EXCERPTED DATA –
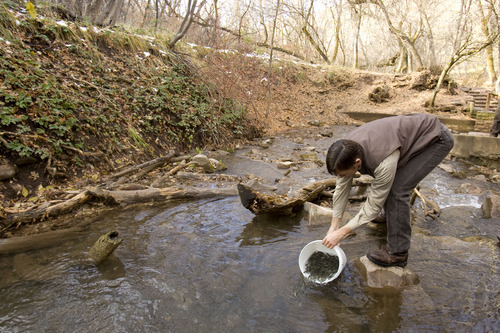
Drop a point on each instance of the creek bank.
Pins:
(260, 166)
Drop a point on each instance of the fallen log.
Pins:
(117, 197)
(147, 166)
(260, 203)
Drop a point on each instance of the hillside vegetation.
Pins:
(78, 102)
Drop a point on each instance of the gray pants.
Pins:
(397, 205)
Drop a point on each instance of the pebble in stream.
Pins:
(322, 266)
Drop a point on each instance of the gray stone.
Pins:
(7, 171)
(379, 277)
(204, 162)
(218, 165)
(255, 184)
(265, 143)
(25, 161)
(468, 188)
(316, 123)
(284, 164)
(491, 206)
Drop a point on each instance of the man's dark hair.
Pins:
(342, 155)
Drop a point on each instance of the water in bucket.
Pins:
(316, 246)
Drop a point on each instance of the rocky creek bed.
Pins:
(210, 262)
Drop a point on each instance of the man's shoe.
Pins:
(382, 257)
(380, 219)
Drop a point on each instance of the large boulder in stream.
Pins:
(491, 206)
(379, 277)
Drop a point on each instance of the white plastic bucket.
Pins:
(314, 246)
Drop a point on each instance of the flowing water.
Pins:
(212, 266)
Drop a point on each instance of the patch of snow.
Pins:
(6, 41)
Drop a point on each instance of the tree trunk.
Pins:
(410, 44)
(114, 17)
(105, 14)
(186, 23)
(93, 10)
(336, 45)
(490, 65)
(356, 43)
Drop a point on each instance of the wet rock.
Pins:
(265, 143)
(379, 277)
(446, 167)
(217, 154)
(326, 132)
(284, 164)
(316, 123)
(317, 215)
(468, 188)
(104, 246)
(217, 165)
(257, 185)
(16, 187)
(495, 178)
(204, 162)
(7, 171)
(491, 206)
(481, 178)
(254, 152)
(25, 161)
(308, 157)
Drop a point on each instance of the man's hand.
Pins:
(333, 237)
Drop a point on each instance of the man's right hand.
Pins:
(333, 237)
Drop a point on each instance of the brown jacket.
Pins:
(410, 133)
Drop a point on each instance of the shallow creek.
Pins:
(212, 266)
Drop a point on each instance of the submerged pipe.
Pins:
(104, 246)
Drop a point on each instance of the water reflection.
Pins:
(212, 266)
(112, 268)
(267, 229)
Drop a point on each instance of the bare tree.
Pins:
(338, 20)
(485, 23)
(186, 23)
(464, 44)
(407, 39)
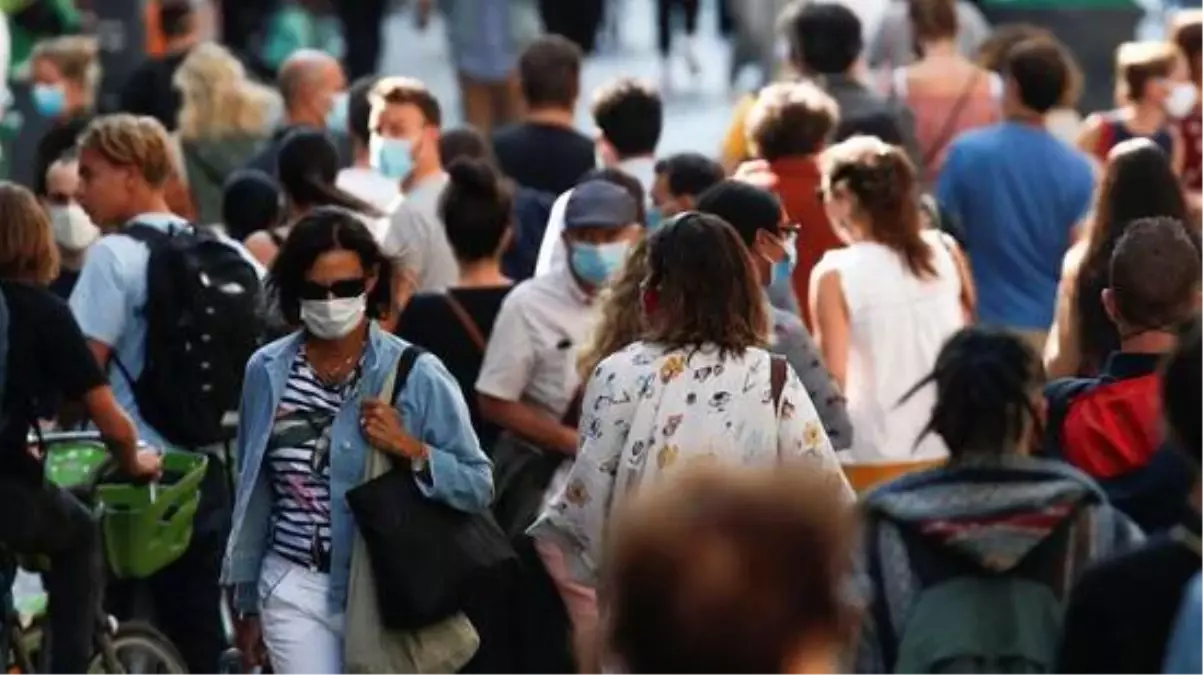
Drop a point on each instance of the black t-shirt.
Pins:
(544, 157)
(430, 323)
(48, 361)
(150, 90)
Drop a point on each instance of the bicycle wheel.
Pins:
(137, 649)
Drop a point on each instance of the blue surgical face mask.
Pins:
(655, 217)
(393, 158)
(336, 119)
(783, 268)
(596, 264)
(49, 100)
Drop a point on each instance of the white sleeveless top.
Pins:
(898, 324)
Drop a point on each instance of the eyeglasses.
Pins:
(341, 289)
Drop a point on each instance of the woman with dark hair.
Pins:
(981, 544)
(1138, 183)
(884, 305)
(772, 601)
(476, 211)
(310, 412)
(308, 175)
(698, 386)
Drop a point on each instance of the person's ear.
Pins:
(1108, 298)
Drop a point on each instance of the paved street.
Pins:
(695, 118)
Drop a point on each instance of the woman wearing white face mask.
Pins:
(1154, 92)
(310, 410)
(73, 229)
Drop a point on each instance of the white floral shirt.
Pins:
(647, 412)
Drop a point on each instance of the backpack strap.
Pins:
(778, 372)
(406, 362)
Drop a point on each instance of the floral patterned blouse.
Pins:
(647, 412)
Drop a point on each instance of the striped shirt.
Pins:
(298, 465)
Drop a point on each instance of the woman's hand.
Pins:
(381, 426)
(249, 640)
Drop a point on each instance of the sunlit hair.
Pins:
(218, 99)
(1139, 63)
(76, 57)
(126, 140)
(1138, 182)
(724, 570)
(622, 320)
(884, 193)
(706, 288)
(28, 252)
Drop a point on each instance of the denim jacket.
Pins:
(433, 412)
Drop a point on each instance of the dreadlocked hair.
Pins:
(984, 380)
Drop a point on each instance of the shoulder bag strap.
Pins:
(469, 325)
(778, 371)
(949, 128)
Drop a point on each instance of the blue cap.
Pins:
(599, 203)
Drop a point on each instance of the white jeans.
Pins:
(302, 635)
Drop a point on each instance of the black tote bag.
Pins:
(424, 554)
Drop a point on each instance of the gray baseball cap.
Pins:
(599, 203)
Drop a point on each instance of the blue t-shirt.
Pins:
(1018, 193)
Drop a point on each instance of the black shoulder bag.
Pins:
(424, 554)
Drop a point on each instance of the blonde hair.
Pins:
(76, 57)
(1138, 63)
(218, 99)
(622, 321)
(126, 140)
(28, 252)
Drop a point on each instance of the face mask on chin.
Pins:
(333, 319)
(73, 230)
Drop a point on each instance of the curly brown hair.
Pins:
(886, 193)
(622, 323)
(706, 286)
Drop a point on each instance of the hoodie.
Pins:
(979, 516)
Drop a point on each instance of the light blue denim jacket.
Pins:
(433, 412)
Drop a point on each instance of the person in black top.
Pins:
(1121, 613)
(455, 325)
(46, 362)
(65, 76)
(544, 152)
(150, 90)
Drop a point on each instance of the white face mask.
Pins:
(73, 230)
(332, 319)
(1181, 100)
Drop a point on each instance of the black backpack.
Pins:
(203, 319)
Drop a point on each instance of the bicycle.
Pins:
(143, 530)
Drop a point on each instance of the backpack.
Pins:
(203, 319)
(965, 620)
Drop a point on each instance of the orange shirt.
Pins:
(798, 182)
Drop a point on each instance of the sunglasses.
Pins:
(341, 289)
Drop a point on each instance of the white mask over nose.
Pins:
(73, 230)
(332, 319)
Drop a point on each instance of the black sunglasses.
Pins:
(341, 289)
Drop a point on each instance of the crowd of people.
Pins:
(902, 382)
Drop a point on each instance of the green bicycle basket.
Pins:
(146, 527)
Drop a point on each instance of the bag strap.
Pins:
(466, 320)
(778, 371)
(399, 377)
(949, 128)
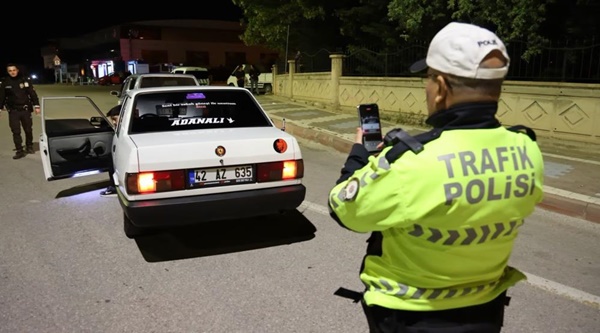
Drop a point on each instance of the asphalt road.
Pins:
(66, 266)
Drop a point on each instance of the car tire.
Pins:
(131, 231)
(268, 89)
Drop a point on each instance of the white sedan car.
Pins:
(181, 155)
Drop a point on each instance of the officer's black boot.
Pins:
(19, 154)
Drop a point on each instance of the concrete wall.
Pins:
(569, 111)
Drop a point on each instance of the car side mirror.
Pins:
(98, 121)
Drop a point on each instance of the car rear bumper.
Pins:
(212, 207)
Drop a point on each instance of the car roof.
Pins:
(134, 92)
(192, 68)
(161, 75)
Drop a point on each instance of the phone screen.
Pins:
(368, 115)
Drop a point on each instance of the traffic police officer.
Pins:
(20, 99)
(444, 207)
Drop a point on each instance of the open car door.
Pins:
(76, 138)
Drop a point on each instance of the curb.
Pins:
(559, 201)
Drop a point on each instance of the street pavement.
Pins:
(572, 170)
(67, 267)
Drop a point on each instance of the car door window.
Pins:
(126, 103)
(131, 84)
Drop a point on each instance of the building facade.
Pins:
(156, 46)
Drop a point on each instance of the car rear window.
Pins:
(200, 109)
(149, 82)
(198, 74)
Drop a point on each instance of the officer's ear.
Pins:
(442, 89)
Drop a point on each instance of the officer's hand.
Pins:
(359, 134)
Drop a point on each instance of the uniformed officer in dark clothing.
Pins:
(113, 115)
(20, 99)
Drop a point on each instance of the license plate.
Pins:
(221, 176)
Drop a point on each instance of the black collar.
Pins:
(467, 115)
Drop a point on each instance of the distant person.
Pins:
(298, 61)
(254, 74)
(20, 99)
(113, 115)
(240, 75)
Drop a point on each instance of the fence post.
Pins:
(336, 73)
(292, 70)
(275, 90)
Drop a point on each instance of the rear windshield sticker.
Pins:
(196, 121)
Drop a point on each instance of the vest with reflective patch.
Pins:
(448, 217)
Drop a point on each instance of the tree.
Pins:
(390, 24)
(511, 19)
(311, 24)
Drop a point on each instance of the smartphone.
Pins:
(368, 117)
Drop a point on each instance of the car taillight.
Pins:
(157, 181)
(283, 170)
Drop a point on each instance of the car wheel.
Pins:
(268, 89)
(131, 231)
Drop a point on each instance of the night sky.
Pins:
(23, 35)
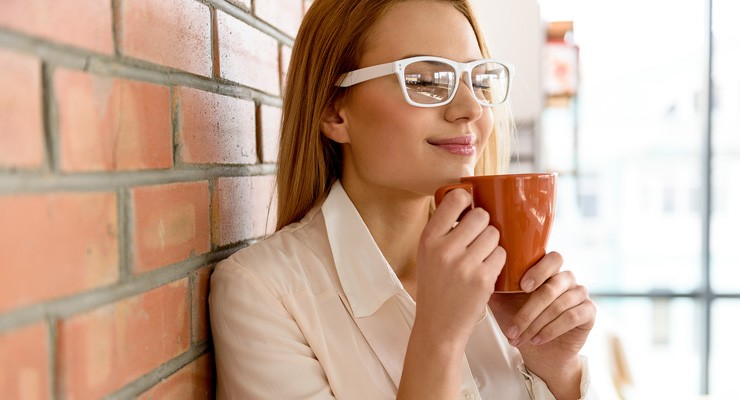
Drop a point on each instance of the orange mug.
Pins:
(521, 207)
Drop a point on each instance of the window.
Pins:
(648, 191)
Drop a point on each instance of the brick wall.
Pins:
(137, 149)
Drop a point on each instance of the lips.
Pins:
(459, 145)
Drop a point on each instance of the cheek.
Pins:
(485, 126)
(381, 115)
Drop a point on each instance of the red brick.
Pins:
(24, 365)
(216, 129)
(172, 33)
(80, 23)
(171, 223)
(285, 52)
(270, 128)
(194, 382)
(248, 56)
(286, 15)
(103, 349)
(22, 128)
(112, 124)
(243, 208)
(54, 245)
(201, 323)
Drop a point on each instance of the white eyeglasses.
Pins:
(433, 81)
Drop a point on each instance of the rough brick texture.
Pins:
(138, 140)
(216, 129)
(80, 23)
(170, 223)
(21, 130)
(101, 350)
(241, 45)
(171, 33)
(24, 363)
(270, 132)
(112, 124)
(194, 381)
(78, 232)
(232, 222)
(201, 321)
(285, 15)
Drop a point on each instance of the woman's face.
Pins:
(394, 145)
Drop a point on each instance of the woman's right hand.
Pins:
(457, 267)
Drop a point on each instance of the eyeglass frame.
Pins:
(397, 67)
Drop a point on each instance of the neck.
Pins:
(395, 220)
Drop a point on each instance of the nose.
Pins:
(464, 105)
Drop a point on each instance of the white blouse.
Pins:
(316, 312)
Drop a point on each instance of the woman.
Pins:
(363, 293)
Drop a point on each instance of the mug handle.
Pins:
(441, 192)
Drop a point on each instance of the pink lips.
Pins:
(460, 145)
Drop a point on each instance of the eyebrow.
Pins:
(425, 55)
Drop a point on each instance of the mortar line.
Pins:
(35, 181)
(61, 55)
(100, 296)
(50, 120)
(147, 381)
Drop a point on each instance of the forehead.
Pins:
(421, 27)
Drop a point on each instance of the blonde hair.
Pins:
(329, 43)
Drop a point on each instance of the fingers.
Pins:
(578, 317)
(448, 212)
(556, 307)
(536, 276)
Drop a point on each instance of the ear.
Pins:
(334, 125)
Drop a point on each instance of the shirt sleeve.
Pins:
(538, 389)
(260, 351)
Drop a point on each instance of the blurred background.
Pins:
(636, 104)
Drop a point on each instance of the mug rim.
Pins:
(517, 175)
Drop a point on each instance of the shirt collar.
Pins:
(366, 277)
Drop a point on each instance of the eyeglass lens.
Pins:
(431, 82)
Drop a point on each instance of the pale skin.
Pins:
(390, 169)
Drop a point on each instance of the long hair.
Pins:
(329, 43)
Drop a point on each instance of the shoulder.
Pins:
(294, 259)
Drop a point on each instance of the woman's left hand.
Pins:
(550, 322)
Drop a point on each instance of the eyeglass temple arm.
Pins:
(365, 74)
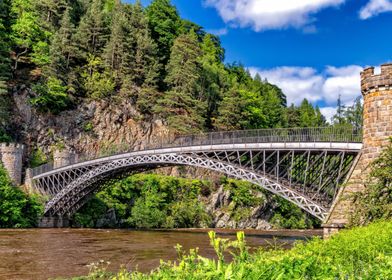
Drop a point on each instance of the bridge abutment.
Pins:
(377, 129)
(11, 156)
(53, 222)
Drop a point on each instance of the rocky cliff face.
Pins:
(97, 125)
(88, 128)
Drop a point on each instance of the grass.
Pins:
(358, 253)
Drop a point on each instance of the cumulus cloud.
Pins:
(270, 14)
(375, 7)
(218, 32)
(328, 113)
(322, 87)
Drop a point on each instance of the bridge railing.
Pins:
(279, 135)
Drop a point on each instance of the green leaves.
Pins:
(52, 96)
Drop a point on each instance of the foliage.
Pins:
(52, 96)
(290, 216)
(359, 253)
(351, 116)
(37, 158)
(94, 209)
(17, 209)
(305, 115)
(153, 201)
(375, 202)
(170, 68)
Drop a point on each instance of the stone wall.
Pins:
(377, 128)
(11, 156)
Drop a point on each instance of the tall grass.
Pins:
(359, 253)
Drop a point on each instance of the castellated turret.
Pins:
(377, 115)
(12, 158)
(377, 129)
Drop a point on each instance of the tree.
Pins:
(182, 105)
(62, 49)
(92, 32)
(165, 26)
(52, 96)
(26, 31)
(97, 80)
(5, 69)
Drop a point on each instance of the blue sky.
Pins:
(310, 48)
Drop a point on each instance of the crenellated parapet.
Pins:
(371, 82)
(11, 155)
(377, 129)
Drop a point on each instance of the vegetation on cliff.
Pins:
(17, 209)
(375, 202)
(70, 52)
(359, 253)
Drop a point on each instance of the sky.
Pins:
(312, 49)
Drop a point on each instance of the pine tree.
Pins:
(115, 49)
(182, 105)
(92, 32)
(26, 32)
(213, 80)
(165, 25)
(62, 49)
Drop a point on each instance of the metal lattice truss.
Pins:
(309, 178)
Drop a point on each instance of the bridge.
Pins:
(306, 166)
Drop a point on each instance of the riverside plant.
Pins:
(359, 253)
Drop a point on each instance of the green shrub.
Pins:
(52, 96)
(360, 253)
(37, 158)
(94, 209)
(375, 202)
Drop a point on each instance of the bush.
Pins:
(52, 96)
(37, 158)
(17, 209)
(360, 253)
(375, 202)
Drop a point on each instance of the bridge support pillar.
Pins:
(377, 129)
(53, 222)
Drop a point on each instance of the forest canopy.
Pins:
(69, 52)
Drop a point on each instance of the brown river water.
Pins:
(52, 253)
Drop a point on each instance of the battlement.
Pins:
(11, 148)
(371, 82)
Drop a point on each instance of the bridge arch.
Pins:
(72, 197)
(306, 171)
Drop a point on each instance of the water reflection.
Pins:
(50, 253)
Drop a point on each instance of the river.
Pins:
(51, 253)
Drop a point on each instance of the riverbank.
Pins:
(40, 254)
(359, 253)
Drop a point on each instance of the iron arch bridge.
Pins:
(304, 166)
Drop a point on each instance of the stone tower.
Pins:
(377, 128)
(63, 158)
(12, 158)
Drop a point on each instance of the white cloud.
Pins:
(318, 87)
(296, 82)
(375, 7)
(328, 113)
(344, 81)
(218, 32)
(270, 14)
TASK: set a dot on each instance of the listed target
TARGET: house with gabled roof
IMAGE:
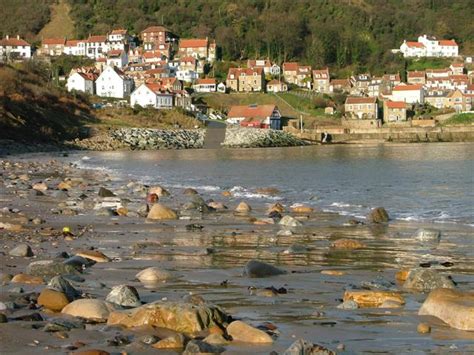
(113, 82)
(14, 48)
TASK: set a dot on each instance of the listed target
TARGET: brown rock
(243, 207)
(161, 212)
(378, 215)
(178, 316)
(172, 342)
(92, 309)
(456, 308)
(347, 244)
(27, 279)
(402, 275)
(369, 299)
(333, 272)
(95, 255)
(268, 191)
(52, 300)
(302, 209)
(423, 328)
(242, 332)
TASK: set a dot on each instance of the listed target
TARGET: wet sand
(204, 259)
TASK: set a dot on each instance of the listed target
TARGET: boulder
(172, 342)
(22, 249)
(50, 268)
(159, 191)
(161, 212)
(60, 284)
(242, 332)
(289, 221)
(369, 298)
(456, 308)
(378, 215)
(154, 275)
(27, 279)
(303, 347)
(91, 309)
(103, 192)
(52, 300)
(347, 244)
(95, 255)
(425, 280)
(428, 235)
(201, 347)
(255, 268)
(302, 209)
(178, 316)
(125, 296)
(243, 207)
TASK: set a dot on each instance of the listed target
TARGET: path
(215, 133)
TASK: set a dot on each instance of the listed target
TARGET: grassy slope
(61, 24)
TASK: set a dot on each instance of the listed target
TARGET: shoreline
(203, 259)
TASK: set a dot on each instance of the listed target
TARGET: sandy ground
(206, 258)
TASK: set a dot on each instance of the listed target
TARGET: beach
(205, 251)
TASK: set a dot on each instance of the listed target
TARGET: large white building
(83, 82)
(429, 46)
(14, 48)
(112, 82)
(151, 95)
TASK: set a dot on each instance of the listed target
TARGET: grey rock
(125, 296)
(23, 250)
(59, 283)
(425, 280)
(201, 347)
(303, 347)
(255, 268)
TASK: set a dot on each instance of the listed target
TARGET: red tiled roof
(447, 42)
(361, 100)
(258, 111)
(53, 41)
(118, 32)
(408, 87)
(193, 43)
(415, 44)
(396, 104)
(97, 39)
(13, 42)
(206, 81)
(155, 29)
(290, 66)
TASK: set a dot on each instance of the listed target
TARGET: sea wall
(257, 137)
(144, 138)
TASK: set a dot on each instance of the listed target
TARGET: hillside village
(158, 69)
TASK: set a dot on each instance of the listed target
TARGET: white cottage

WORK ITEM – Count each line above where the string "shirt" occurs. Give the number only.

ANSWER TO THIS TASK – 7